Liputanborneo.com, SAMARINDA – Ketika sejumlah daerah di Indonesia diguncang protes kenaikan Pajak Bumi dan Bangunan (PBB), kondisi di Kota Samarinda berjalan berbeda. Pemerintah Kota Samarinda telah menetapkan mekanisme pembatasan kenaikan PBB maksimal 25 persen per tahun, sehingga warga tidak menghadapi lonjakan tagihan yang mengejutkan.
Kepala Bidang Pendapatan Pajak 1 Badan Pendapatan Daerah (Bapenda) Kota Samarinda, Fitria Wahyuni, menjelaskan bahwa kebijakan ini mulai diberlakukan sejak awal 2025. Walaupun harga tanah melonjak tajam karena penyesuaian pasar, tagihan PBB tetap dibatasi.
“Jadi tidak ada shock therapy ke warga,” ujarnya, Kamis (14/8/2025).
Fitria menerangkan, aturan PBB memang mewajibkan pemerintah daerah melakukan evaluasi Nilai Jual Objek Pajak (NJOP) minimal tiga tahun sekali. Penyesuaian ini dilakukan mengikuti pergerakan harga pasar, terutama di kawasan yang mendapat peningkatan infrastruktur.
“Kalau dulu jalannya rusak, sekarang dibeton, otomatis harga tanah naik. Itu yang kami sesuaikan, tapi tanpa pembatasan, kenaikan ini bisa bikin warga kaget,” jelasnya.

**Tugas yang Dikerjakan:**
- A) Menurut bacaan tentang PBB Samarinda, berapa batas kenaikan PBB yang ditetapkan Pemerintah Kota Samarinda?
- B) Dalam bacaan tentang PBB Samarinda, gantilah "warga" dengan "penduduk", lalu tulis kembali bagiannya mulai dari kata-kata yang memuat "Liputanborneo.com, SAMARINDA –" dan berhenti setelah "tagihan yang mengejutkan.".
- C) Teruskan bacaan tentang PBB Samarinda mulai dari bagian terakhirnya.

**Entri yang Ditampilkan:**
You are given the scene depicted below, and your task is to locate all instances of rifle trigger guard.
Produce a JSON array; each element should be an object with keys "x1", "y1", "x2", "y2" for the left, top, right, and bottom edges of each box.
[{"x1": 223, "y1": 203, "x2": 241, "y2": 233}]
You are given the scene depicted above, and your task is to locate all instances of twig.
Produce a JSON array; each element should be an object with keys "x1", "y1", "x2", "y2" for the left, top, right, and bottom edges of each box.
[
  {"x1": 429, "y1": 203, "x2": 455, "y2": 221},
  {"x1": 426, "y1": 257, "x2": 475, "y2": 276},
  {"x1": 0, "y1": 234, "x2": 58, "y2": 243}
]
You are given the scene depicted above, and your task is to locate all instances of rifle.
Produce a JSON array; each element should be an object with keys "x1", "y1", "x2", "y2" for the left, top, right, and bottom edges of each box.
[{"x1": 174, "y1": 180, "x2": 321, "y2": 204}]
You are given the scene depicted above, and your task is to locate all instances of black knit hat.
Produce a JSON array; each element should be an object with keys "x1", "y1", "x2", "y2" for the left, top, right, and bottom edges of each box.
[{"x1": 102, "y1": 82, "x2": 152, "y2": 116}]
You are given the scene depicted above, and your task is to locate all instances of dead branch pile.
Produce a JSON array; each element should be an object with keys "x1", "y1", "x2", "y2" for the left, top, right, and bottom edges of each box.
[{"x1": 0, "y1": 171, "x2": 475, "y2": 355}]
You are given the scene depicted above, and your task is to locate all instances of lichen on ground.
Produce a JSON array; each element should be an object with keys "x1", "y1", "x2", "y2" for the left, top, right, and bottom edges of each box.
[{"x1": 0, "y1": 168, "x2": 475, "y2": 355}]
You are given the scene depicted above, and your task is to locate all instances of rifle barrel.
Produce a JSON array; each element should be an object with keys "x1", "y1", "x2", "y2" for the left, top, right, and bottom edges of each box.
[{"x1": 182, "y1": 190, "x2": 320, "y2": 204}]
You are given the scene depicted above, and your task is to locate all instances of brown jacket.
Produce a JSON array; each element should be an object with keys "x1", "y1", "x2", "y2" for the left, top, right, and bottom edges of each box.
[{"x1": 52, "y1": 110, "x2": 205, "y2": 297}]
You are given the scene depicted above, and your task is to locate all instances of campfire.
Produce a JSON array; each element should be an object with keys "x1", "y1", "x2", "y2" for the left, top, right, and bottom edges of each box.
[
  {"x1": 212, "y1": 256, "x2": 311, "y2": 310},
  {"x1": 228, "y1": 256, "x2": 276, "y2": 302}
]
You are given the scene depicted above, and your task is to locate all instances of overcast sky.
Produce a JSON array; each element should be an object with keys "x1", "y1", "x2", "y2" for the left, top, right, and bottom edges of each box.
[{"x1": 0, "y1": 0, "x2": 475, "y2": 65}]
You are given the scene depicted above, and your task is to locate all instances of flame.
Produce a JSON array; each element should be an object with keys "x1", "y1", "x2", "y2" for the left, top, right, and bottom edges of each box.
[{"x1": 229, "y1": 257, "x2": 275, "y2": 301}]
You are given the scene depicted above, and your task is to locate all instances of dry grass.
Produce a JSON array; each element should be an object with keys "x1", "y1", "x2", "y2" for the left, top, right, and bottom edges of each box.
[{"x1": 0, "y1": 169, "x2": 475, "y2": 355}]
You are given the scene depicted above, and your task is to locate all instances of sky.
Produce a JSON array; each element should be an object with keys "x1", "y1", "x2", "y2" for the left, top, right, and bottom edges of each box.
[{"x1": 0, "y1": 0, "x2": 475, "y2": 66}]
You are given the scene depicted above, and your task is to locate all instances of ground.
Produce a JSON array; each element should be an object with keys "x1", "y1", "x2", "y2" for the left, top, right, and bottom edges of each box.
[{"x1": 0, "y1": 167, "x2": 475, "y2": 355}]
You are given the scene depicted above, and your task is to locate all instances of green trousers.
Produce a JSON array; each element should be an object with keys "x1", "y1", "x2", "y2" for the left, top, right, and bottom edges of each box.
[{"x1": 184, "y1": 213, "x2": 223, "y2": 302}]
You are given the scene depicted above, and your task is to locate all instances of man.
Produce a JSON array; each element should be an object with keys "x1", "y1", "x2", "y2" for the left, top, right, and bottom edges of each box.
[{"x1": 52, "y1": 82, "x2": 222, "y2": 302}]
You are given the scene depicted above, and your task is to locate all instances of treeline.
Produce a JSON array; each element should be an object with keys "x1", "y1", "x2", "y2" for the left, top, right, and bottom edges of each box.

**Daftar Jawaban:**
- A) Maksimal 25 persen per tahun.

- B)
Liputanborneo.com, SAMARINDA – Ketika sejumlah daerah di Indonesia diguncang protes kenaikan Pajak Bumi dan Bangunan (PBB), kondisi di Kota Samarinda berjalan berbeda. Pemerintah Kota Samarinda telah menetapkan mekanisme pembatasan kenaikan PBB maksimal 25 persen per tahun, sehingga penduduk tidak menghadapi lonjakan tagihan yang mengejutkan.

- C)
Kebijakan pembatasan itu dituangkan dalam Peraturan Wali Kota (Perwali) Nomor 11 Tahun 2025. Menariknya, aturan tersebut diterbitkan lebih dulu sebelum kisruh kenaikan PBB di Kabupaten Pati, Jawa Tengah, menjadi sorotan nasional.
Selain membatasi kenaikan, Pemkot Samarinda juga memberikan insentif berupa diskon PBB sebesar 17 persen untuk semua Nomor Objek Pajak (NOP), pembebasan denda, hingga fasilitas cicilan.
“Biasanya diskon cuma berlaku untuk satu NOP. Sekarang mau punya satu atau sepuluh NOP, semua kena diskon,” tegas Fitria.
Meski sudah gencar disosialisasikan ke RT dan kelurahan, ia mengakui masih banyak warga yang belum memanfaatkan fasilitas ini.
“Padahal lumayan besar manfaatnya, apalagi di tengah harga tanah dan bangunan yang terus naik,” pungkasnya. (*)
***
Sumber : sapos.co.id
Editor : Rachaddian (dion)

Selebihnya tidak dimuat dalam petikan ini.